• **WHAT YOU HAVE TO DO**
Starting at the first line and ending at the last, reproduce the records below exactly.

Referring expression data
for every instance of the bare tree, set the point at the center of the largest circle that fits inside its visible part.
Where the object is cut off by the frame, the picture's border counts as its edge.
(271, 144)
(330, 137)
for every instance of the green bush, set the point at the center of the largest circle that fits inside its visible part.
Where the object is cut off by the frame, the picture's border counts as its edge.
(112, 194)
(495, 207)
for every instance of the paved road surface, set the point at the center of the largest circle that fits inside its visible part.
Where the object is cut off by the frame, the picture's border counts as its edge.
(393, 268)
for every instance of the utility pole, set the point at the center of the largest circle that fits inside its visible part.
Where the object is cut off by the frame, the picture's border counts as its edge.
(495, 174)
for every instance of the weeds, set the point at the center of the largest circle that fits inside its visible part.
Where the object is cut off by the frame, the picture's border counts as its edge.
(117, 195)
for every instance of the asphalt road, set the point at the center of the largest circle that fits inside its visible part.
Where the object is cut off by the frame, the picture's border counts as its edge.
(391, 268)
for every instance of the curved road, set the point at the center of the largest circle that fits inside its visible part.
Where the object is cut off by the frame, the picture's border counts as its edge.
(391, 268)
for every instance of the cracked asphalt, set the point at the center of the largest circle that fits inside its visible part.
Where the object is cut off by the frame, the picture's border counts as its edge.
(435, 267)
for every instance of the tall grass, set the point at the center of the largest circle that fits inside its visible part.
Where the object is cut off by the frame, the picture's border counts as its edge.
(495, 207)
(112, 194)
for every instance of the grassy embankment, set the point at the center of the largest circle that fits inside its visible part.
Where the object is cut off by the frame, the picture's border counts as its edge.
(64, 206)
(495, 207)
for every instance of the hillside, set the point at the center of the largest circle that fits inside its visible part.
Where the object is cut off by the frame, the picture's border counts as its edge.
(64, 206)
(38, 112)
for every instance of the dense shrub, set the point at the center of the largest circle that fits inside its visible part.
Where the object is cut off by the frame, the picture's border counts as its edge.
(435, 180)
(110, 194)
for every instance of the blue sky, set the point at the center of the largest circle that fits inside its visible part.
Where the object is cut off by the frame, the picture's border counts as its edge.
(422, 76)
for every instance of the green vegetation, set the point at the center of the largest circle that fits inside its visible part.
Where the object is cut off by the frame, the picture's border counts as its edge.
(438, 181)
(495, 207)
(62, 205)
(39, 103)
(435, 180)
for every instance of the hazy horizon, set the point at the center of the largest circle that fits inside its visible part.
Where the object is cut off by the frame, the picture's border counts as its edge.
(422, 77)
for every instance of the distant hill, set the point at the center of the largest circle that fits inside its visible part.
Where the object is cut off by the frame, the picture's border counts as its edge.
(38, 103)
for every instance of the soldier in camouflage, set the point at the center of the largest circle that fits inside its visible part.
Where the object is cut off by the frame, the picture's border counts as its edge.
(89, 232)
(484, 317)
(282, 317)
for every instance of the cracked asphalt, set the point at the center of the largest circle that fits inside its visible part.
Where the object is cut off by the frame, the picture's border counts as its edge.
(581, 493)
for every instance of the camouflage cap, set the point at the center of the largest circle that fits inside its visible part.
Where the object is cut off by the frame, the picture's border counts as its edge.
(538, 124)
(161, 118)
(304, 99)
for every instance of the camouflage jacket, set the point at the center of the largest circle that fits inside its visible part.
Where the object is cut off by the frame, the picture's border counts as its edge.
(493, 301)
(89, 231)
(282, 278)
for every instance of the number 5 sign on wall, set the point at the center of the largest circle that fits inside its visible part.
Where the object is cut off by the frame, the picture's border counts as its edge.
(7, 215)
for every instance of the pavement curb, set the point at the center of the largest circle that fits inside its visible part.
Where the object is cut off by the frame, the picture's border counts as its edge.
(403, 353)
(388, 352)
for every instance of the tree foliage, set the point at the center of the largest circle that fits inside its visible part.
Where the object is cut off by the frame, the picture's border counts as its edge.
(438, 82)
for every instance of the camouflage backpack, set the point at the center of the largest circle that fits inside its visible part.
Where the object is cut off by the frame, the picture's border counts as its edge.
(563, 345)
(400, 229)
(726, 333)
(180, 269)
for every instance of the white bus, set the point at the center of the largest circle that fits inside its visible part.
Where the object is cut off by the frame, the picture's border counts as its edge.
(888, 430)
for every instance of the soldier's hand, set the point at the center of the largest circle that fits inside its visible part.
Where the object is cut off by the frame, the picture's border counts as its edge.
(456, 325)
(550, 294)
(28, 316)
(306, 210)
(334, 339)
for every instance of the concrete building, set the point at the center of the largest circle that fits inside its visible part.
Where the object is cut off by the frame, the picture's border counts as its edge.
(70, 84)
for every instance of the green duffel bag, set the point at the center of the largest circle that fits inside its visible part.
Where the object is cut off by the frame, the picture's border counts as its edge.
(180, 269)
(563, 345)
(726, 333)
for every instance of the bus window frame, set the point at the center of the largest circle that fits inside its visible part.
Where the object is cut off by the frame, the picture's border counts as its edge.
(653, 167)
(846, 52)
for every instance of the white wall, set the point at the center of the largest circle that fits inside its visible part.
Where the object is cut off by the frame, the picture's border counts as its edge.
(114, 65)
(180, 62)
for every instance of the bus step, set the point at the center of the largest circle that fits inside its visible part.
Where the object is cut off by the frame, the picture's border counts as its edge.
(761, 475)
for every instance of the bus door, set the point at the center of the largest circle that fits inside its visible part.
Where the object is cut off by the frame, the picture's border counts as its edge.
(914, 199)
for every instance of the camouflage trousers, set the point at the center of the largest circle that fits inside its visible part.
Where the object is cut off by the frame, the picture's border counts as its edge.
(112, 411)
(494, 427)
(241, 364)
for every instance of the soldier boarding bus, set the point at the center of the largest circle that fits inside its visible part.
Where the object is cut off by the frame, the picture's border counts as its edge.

• **ANSWER SECTION**
for every instance of the bare tree, set the point at the center of the largest circle that fits inside its visible part.
Where the object is cut off by the frame, the picture's border counts as its edge.
(271, 144)
(330, 137)
for every instance of the green bush, set the point at the center of the largest circle that fits inside its visible part.
Where the object is cut off by the frame, the picture's border counts as its edge.
(112, 194)
(495, 207)
for every instance of the paved road surface, set the point at the center of the largest circle that fits inside its visible part.
Where the object is cut off by the frame, the picture's border counts as its edge.
(393, 268)
for every instance of the utility pole, set the point at the center of the largest circle that fits inside its visible part.
Where the object is cut off by the frame, the picture's border counts as its edge.
(495, 174)
for every instance of the weeds, set the point at the center of the largest circle that fits inside its visible part.
Where the object is cut off by the frame, the picture's border counts as its edge.
(117, 195)
for every instance of the asphalt road, set the point at the center of the largest circle that fits inside its visible part.
Where the object is cut off by the frame, the picture's border counts as its edge.
(391, 268)
for every instance of the curved road, set the point at the center of the largest circle that fits inside its visible part.
Where the object is cut off by the frame, the picture's border counts as its edge.
(391, 268)
for every instance of the cracked asphalt, set the point at the center of the largest circle that fits inside its visible part.
Where the object is cut off by the frame, the picture's border counts as its edge.
(435, 267)
for every instance of the tall grass, set the point at the center of the largest circle that fits inside its visible part.
Where the object is cut off by the frame, the picture's border counts as its edge.
(495, 207)
(112, 194)
for every instance of the grassy embankment, set the point at the center of the largest circle that fits inside its visible part.
Where the object is cut off by the frame, the picture's border counts as its edge.
(64, 206)
(495, 207)
for every instance of the hillside, set the point at the center of the largest circle that fits inside its visible part.
Where the object is cut off by the frame, the picture's border counts as its edge.
(64, 206)
(38, 112)
for every instance of the dense shrub, set the point at the center of the largest circle that fits inside its visible part.
Where the object is cut off by the frame, the picture's border counts as its edge.
(435, 180)
(110, 194)
for every instance of the blue sky, set the point at the center of the largest circle that fits inside its visible part.
Where the object is cut off by the frame, the picture's border counts as its edge.
(422, 76)
for every instance of the green vegetation, set the point at the center of the largest circle that fits inside its visible part.
Where the object is cut off by the frame, the picture's border counts as its edge.
(438, 181)
(495, 207)
(62, 205)
(39, 103)
(435, 180)
for every instance of the hazy horizon, set the point at the center of the largest circle that fits inside its visible part.
Where the object is cut off by the frame, the picture's border counts as its edge.
(422, 77)
for every instance of the distant hill, set the point at the center of the largest circle that fits inside its visible part.
Where the object is cut off by the frame, the picture's border counts as its edge.
(38, 103)
for every instance of the soldier in camouflage, set the point at the center of the largest circle that fits inside its visible part.
Where the object is cut off by the frame, the picture's border counts as its edge.
(89, 232)
(484, 317)
(282, 317)
for every instance of the cracked asphalt, set the point at the center of the largest circle that fits inside its visible part.
Where the object is cut off by the frame, the picture's border counts as its edge.
(581, 493)
for every instance of the camouflage cap, set the point at the center of the largest circle that fits inside its visible part.
Where the object is cut off by the frame, the picture's border counts as its edge.
(538, 124)
(161, 118)
(304, 99)
for every instance of the camouflage jacket, set the point at the center of the largest circle that fits inside its visible part.
Where the object is cut off by the frame, the picture's border counts as its edge.
(493, 301)
(89, 231)
(282, 278)
for every instance of the number 5 sign on wall, set the point at the center of the largest circle that fits inside its visible part.
Where the object is cut off by the frame, the picture's border counts as its edge.
(7, 215)
for every instance of the pavement curb, set the point at the center of the largest circle that fits inside its visible part.
Where the object is cut off by the frame, the picture's border counts as its edge.
(403, 353)
(388, 352)
for every instance of the tree foliage, set the point at the center of the largest circle that fits inside its visible part.
Where the object is cut off by the frame, the picture's border counts as its edge.
(438, 82)
for every instance of the camouflage backpack, set the point at the center of the largest circle that fits inside its visible part.
Where the object is cut off by the frame, the picture's border counts as its edge.
(563, 345)
(400, 229)
(726, 333)
(180, 269)
for every instance of the white bus, set the point at the center of the largest circle that fits inside its visible part.
Where the object is cut off by the frame, the picture's border counts as its edge.
(888, 430)
for every instance of the soldier's hand, set the point at the center of the largest circle that fits inside its visible part.
Where the object is cut off by the frame, the picture's border counts as its edge.
(456, 325)
(550, 294)
(28, 316)
(306, 210)
(334, 339)
for every instance of the concrete building, set the point at the center of the largest circle that fits inside its visible part.
Where the object is cut off by the frame, the picture's border counts as its edge.
(70, 84)
for every instance of the green duffel bag, set the point at the center of the largest circle that fits inside its visible part.
Where the object is cut off by the frame, the picture's border counts as its edge.
(180, 269)
(563, 345)
(726, 333)
for every instance of the bus window frame, set the point at the center of the largest circle that fits inside its visible part.
Where the object is cut off by the frame, the picture's border counts as its edge.
(653, 167)
(846, 52)
for every instance of the white wall, set the point at the center of the largest circle that fits inside its visible part.
Where the object is cut off by the frame, the picture's border counts as its edge.
(114, 65)
(180, 62)
for every instance of the bus step, set the point at the center of the largest circle that fits inside its visible part.
Where the object is cut off by the frame, the picture's border counts as its edge.
(761, 475)
for every instance of the bus door, set the point at the center of the largest circle that fits inside its visible part.
Where the object is cut off by the frame, the picture's border counts as its edge.
(914, 199)
for every instance of the camouflage trousers, set the point at the center of the largest circle that fits inside its visible part.
Where the object is cut off by the frame, the picture's border counts as its edge.
(112, 411)
(494, 427)
(241, 364)
for every instance of the soldier boarding bus, set the point at the center of the largest circle that fits inside its visible part.
Where the object is cut off by the frame, the picture's border counts as its edge.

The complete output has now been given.